— START OF Records provided —
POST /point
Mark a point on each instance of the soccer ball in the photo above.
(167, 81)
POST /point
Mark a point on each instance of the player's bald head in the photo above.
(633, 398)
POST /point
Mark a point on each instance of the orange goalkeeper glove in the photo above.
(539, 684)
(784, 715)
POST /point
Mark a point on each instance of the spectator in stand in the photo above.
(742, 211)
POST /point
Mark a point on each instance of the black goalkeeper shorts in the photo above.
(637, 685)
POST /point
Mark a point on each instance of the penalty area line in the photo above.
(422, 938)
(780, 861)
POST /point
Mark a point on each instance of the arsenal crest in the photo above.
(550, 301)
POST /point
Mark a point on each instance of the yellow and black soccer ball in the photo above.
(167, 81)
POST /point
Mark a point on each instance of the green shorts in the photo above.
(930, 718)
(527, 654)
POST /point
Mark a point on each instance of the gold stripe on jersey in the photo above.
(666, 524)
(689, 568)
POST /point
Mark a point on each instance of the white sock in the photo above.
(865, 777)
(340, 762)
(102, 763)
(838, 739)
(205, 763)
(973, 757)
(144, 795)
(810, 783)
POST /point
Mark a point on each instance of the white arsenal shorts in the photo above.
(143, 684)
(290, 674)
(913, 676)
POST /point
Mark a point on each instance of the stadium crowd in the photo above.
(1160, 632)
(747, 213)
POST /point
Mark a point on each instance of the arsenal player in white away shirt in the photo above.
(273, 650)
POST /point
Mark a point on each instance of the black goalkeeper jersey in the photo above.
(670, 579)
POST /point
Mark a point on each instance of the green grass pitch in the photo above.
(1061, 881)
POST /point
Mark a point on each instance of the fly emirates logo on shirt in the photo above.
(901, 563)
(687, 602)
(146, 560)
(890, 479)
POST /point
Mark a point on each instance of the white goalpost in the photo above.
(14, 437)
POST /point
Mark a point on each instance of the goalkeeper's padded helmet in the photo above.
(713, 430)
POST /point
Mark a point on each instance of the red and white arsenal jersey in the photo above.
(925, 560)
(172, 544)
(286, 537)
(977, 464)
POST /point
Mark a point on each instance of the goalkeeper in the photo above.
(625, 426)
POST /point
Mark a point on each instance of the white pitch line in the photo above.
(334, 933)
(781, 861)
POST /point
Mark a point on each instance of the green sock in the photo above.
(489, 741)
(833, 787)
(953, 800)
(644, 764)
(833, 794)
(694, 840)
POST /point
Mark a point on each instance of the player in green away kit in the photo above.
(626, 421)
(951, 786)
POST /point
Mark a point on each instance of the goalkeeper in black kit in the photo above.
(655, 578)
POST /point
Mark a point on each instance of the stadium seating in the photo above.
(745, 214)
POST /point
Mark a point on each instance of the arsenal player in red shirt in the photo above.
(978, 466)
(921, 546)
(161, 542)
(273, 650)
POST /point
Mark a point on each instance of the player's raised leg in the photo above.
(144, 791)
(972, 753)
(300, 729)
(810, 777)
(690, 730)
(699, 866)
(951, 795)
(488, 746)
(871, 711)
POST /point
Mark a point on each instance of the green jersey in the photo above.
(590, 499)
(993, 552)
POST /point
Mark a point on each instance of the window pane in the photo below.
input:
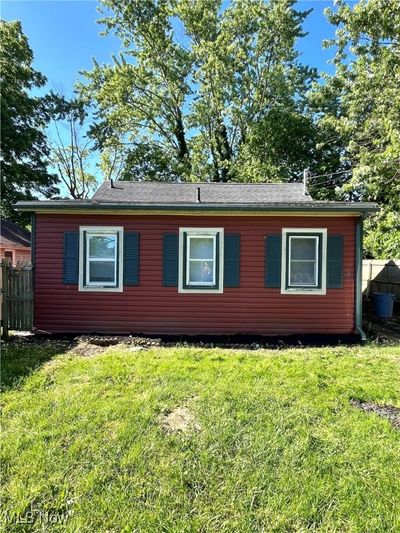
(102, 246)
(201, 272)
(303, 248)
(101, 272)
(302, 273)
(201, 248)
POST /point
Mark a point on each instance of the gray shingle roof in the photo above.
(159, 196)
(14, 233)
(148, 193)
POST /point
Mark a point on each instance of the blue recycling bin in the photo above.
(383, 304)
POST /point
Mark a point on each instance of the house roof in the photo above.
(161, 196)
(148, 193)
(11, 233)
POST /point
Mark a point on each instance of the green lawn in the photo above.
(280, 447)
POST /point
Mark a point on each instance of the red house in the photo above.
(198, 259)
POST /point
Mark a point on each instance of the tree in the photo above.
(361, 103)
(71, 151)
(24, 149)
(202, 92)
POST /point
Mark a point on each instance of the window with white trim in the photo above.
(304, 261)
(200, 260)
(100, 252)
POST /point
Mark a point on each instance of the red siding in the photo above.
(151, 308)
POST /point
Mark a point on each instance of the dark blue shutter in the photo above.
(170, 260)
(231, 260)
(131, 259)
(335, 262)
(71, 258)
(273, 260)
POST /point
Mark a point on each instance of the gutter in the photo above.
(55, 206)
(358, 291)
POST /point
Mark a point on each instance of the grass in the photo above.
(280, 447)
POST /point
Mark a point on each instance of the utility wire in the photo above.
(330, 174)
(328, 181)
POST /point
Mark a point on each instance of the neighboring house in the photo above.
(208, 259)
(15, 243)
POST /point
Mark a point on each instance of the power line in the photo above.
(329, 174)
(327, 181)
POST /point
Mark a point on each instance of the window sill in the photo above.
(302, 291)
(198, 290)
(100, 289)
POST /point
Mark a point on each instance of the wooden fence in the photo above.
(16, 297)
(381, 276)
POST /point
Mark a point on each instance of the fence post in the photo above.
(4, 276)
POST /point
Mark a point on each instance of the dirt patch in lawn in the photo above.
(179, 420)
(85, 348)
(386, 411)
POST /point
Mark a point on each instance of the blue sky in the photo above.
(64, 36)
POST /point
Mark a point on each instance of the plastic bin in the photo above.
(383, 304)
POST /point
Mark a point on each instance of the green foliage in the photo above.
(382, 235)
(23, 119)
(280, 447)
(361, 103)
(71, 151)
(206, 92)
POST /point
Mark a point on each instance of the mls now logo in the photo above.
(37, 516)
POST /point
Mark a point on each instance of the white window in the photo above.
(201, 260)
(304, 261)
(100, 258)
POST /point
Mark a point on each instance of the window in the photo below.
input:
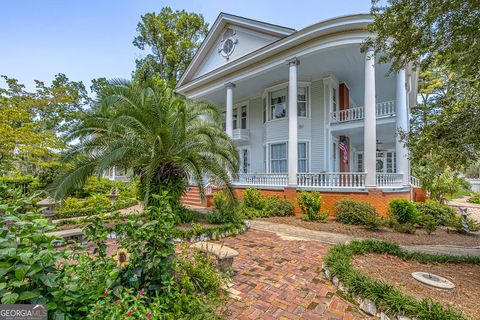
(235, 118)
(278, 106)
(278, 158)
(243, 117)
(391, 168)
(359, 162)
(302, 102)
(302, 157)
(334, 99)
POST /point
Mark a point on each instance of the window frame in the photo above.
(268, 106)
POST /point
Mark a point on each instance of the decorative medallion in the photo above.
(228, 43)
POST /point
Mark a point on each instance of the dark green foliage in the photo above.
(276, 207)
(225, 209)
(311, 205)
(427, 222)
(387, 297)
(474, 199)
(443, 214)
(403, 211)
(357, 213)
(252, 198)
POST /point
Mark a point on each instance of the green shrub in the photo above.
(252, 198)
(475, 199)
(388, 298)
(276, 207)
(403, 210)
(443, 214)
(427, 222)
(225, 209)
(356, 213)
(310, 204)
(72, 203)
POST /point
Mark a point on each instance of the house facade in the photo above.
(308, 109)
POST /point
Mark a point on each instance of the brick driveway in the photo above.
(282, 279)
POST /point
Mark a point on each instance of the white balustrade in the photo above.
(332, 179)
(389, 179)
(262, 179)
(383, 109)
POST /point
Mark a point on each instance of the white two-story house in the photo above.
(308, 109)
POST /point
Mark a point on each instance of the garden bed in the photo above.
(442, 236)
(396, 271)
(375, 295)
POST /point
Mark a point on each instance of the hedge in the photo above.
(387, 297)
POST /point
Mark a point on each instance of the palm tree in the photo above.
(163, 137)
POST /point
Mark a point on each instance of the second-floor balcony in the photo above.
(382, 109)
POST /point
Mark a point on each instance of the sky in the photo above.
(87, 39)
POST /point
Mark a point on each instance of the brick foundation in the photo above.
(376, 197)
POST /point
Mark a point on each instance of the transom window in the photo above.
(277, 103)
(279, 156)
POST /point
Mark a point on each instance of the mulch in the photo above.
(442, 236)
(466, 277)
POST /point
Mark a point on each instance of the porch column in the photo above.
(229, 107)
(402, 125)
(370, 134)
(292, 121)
— END OF Records provided —
— START OF Records provided —
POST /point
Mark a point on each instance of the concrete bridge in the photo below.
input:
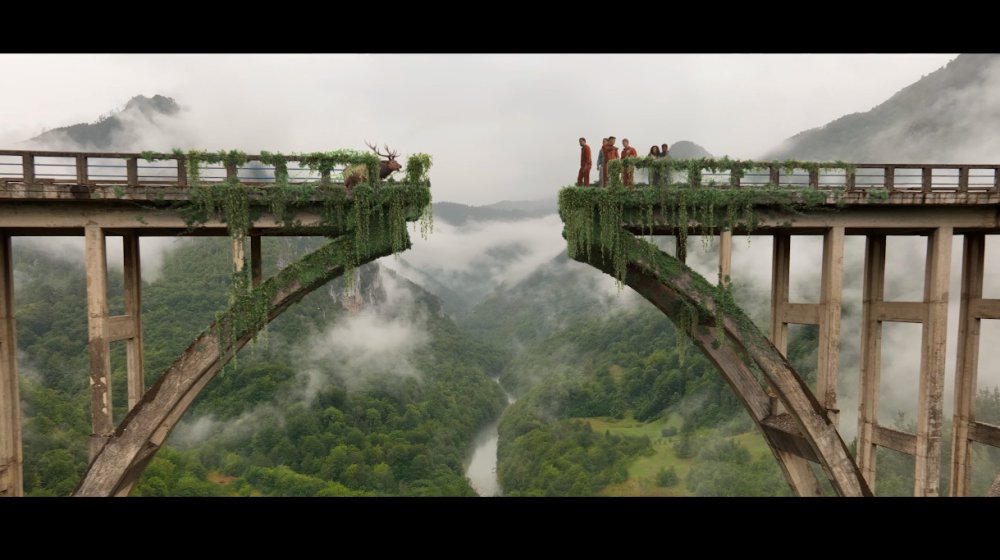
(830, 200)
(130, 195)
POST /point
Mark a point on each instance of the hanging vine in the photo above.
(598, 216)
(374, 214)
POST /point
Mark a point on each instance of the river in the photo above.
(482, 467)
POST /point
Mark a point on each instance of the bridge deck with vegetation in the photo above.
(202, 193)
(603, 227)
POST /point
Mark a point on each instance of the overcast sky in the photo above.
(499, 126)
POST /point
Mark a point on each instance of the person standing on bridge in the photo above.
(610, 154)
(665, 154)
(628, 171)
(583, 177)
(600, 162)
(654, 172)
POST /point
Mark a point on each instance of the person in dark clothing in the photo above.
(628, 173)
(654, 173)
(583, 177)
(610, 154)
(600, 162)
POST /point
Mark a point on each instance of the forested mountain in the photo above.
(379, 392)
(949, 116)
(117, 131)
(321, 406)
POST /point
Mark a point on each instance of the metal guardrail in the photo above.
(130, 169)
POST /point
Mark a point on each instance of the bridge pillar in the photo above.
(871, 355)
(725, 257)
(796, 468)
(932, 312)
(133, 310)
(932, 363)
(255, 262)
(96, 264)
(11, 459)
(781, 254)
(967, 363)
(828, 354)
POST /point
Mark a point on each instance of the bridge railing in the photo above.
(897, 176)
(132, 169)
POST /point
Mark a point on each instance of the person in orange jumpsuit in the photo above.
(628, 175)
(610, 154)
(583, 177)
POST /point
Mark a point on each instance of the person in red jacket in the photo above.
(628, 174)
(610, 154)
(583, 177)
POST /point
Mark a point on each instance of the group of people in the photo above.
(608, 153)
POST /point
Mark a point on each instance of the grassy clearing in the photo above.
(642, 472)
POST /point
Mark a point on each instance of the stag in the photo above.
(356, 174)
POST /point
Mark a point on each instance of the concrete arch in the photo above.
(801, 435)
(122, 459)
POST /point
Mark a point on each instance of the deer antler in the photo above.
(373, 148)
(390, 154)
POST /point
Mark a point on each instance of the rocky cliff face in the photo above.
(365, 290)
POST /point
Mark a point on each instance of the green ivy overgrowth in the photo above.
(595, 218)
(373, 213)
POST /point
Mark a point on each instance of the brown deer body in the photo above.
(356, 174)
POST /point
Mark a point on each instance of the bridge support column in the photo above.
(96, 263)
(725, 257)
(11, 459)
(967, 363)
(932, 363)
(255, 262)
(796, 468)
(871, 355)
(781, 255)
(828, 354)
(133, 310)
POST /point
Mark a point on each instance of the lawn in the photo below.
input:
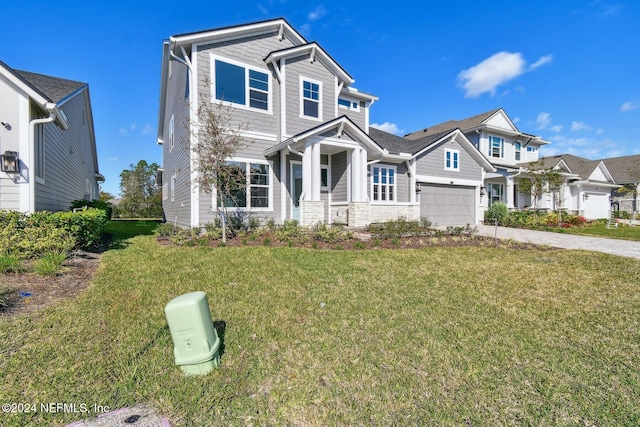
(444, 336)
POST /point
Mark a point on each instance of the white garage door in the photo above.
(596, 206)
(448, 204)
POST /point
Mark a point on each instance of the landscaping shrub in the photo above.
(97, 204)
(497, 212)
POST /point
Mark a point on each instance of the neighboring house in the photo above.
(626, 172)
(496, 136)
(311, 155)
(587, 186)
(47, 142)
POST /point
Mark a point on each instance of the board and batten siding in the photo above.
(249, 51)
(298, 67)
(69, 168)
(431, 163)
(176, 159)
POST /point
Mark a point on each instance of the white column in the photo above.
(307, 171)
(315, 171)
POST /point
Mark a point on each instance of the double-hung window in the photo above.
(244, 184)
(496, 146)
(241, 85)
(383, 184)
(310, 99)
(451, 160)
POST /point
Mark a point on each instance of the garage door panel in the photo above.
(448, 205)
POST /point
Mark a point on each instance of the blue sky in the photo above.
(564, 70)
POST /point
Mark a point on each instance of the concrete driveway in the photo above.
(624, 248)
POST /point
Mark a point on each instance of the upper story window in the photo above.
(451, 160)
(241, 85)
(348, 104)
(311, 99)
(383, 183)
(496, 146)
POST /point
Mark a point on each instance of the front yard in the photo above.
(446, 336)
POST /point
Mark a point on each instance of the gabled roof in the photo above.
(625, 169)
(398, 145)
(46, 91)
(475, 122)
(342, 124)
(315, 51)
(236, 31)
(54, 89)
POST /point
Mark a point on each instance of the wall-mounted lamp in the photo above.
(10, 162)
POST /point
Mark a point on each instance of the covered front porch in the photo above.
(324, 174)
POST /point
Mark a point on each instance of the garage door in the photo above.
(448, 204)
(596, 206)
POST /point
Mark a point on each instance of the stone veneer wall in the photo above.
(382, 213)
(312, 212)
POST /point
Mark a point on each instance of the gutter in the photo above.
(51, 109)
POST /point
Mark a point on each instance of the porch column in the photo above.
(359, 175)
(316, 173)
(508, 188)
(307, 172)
— END OF Records provided —
Show every line of the data above that contains the string "arsenal".

Response –
Mark a point on each instance of the arsenal crest in the photo above.
Mark a point on each instance of the white arsenal shorts in the photo above.
Mark a point on each instance of the arsenal player in white away shirt in the photo above.
Mark a point on each instance of the red and white arsenal jersey in the photo above.
Mark a point on each instance of the arsenal player in red shirt in the photo above.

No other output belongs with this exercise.